(Segmentation mask data)
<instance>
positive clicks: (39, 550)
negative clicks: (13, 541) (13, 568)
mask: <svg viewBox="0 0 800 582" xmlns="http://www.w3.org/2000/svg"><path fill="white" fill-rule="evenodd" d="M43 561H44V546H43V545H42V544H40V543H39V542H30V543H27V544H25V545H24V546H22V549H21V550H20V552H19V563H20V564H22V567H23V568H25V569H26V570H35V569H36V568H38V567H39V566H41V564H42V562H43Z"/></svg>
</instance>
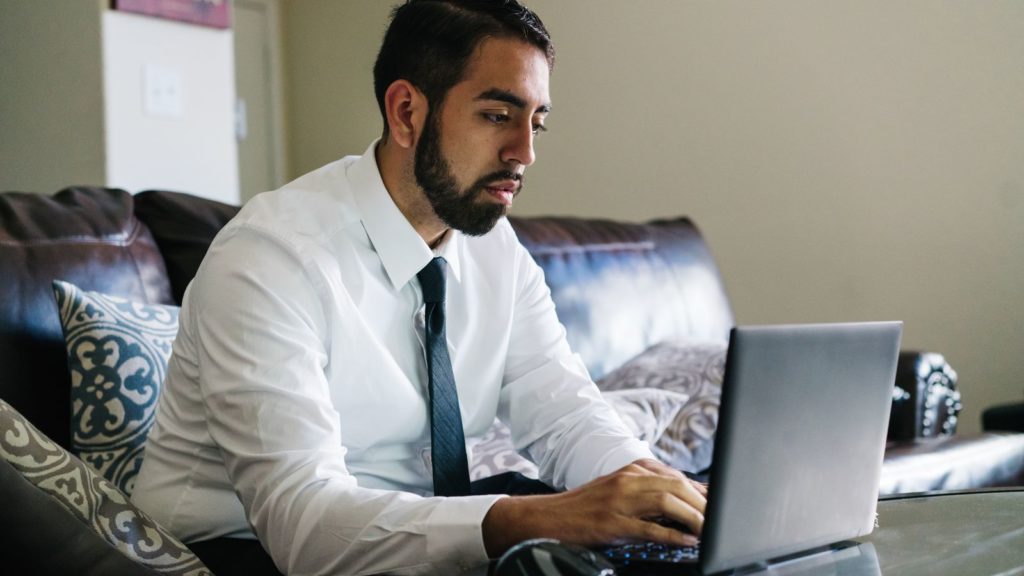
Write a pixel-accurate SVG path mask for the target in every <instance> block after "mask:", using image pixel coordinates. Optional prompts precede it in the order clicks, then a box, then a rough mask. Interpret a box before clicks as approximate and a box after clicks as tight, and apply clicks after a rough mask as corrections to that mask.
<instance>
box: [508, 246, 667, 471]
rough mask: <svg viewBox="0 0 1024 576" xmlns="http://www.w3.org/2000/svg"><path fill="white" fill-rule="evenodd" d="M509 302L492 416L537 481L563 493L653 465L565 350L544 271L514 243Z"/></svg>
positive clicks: (560, 324)
mask: <svg viewBox="0 0 1024 576" xmlns="http://www.w3.org/2000/svg"><path fill="white" fill-rule="evenodd" d="M516 245H517V258H516V265H517V270H516V292H517V293H516V300H515V307H514V311H513V315H512V319H513V320H512V332H511V336H510V343H509V351H508V356H507V360H506V370H505V381H504V384H503V387H502V394H501V400H500V403H499V417H500V418H501V419H502V420H503V421H505V422H506V423H508V425H509V428H510V429H511V431H512V439H513V443H514V445H515V448H516V450H518V451H519V452H521V453H524V454H525V455H527V456H528V457H529V458H530V459H531V460H532V461H534V462H536V463H537V464H538V467H539V468H540V477H541V480H542V481H545V482H547V483H548V484H549V485H551V486H554V487H555V488H559V489H571V488H575V487H578V486H581V485H583V484H586V483H587V482H590V481H591V480H594V479H595V478H598V477H600V476H604V475H607V474H610V472H612V471H614V470H616V469H618V468H621V467H623V466H625V465H627V464H629V463H630V462H634V461H636V460H638V459H641V458H653V457H654V456H653V454H652V453H651V451H650V448H649V447H648V446H647V443H645V442H642V441H640V440H638V439H636V438H635V437H634V436H633V435H632V434H631V433H630V430H629V428H627V427H626V425H625V424H624V423H623V422H622V420H621V419H620V418H618V415H617V414H616V413H615V412H614V410H613V409H612V408H611V407H610V406H608V405H607V404H606V403H605V402H604V400H603V399H602V398H601V394H600V392H599V390H598V389H597V386H596V385H595V384H594V382H593V380H591V378H590V375H589V374H588V372H587V368H586V366H585V365H584V363H583V360H582V359H581V358H580V357H579V356H578V355H575V354H572V352H571V351H570V349H569V345H568V342H567V341H566V339H565V329H564V327H562V325H561V323H560V322H559V321H558V318H557V316H556V315H555V304H554V301H553V300H552V299H551V290H550V289H549V288H548V286H547V284H546V283H545V281H544V272H543V271H542V270H541V268H540V266H539V265H538V264H537V262H535V261H534V259H532V257H531V256H530V255H529V253H528V252H527V251H526V249H525V248H523V247H522V246H521V245H520V244H518V242H516Z"/></svg>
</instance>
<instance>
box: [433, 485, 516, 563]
mask: <svg viewBox="0 0 1024 576" xmlns="http://www.w3.org/2000/svg"><path fill="white" fill-rule="evenodd" d="M507 497H508V496H505V495H504V494H495V495H486V496H462V497H458V498H443V500H442V501H441V502H440V504H438V505H437V506H436V507H435V508H434V510H433V511H432V512H431V513H430V519H429V521H428V524H429V525H430V527H431V529H430V531H429V532H427V556H428V557H429V558H430V562H431V563H432V564H434V563H443V564H446V565H449V566H451V565H453V564H454V565H455V566H456V567H458V568H459V570H460V571H466V570H470V569H472V568H475V567H477V566H480V565H484V564H487V562H489V560H490V559H489V558H487V550H486V548H485V547H484V545H483V518H484V517H485V516H487V512H488V511H489V510H490V506H493V505H495V502H497V501H498V500H501V499H502V498H507Z"/></svg>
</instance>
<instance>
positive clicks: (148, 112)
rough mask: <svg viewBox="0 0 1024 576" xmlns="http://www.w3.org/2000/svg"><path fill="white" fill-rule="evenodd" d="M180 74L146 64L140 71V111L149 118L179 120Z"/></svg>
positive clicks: (182, 109) (168, 69)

* **ABOUT THIS EXERCISE**
Which lines in the records above hold the string "rough"? Copy each of them.

* **OUTPUT FOR THIS EXERCISE**
Write a pixel-accurate SVG path mask for the target in every <instance> block after "mask:", using image pixel coordinates. Optional prompts precede it in the order clicks, then a box, then a rough mask. Interpret a box before clicks as approximate and a box after clicks as tight, and apply clicks after a rough mask as corrections to that mask.
rough mask: <svg viewBox="0 0 1024 576" xmlns="http://www.w3.org/2000/svg"><path fill="white" fill-rule="evenodd" d="M509 302L492 416L537 481L563 493L653 465L565 350L544 271L514 243Z"/></svg>
rough mask: <svg viewBox="0 0 1024 576" xmlns="http://www.w3.org/2000/svg"><path fill="white" fill-rule="evenodd" d="M180 74L146 64L140 71V111L149 118L179 120Z"/></svg>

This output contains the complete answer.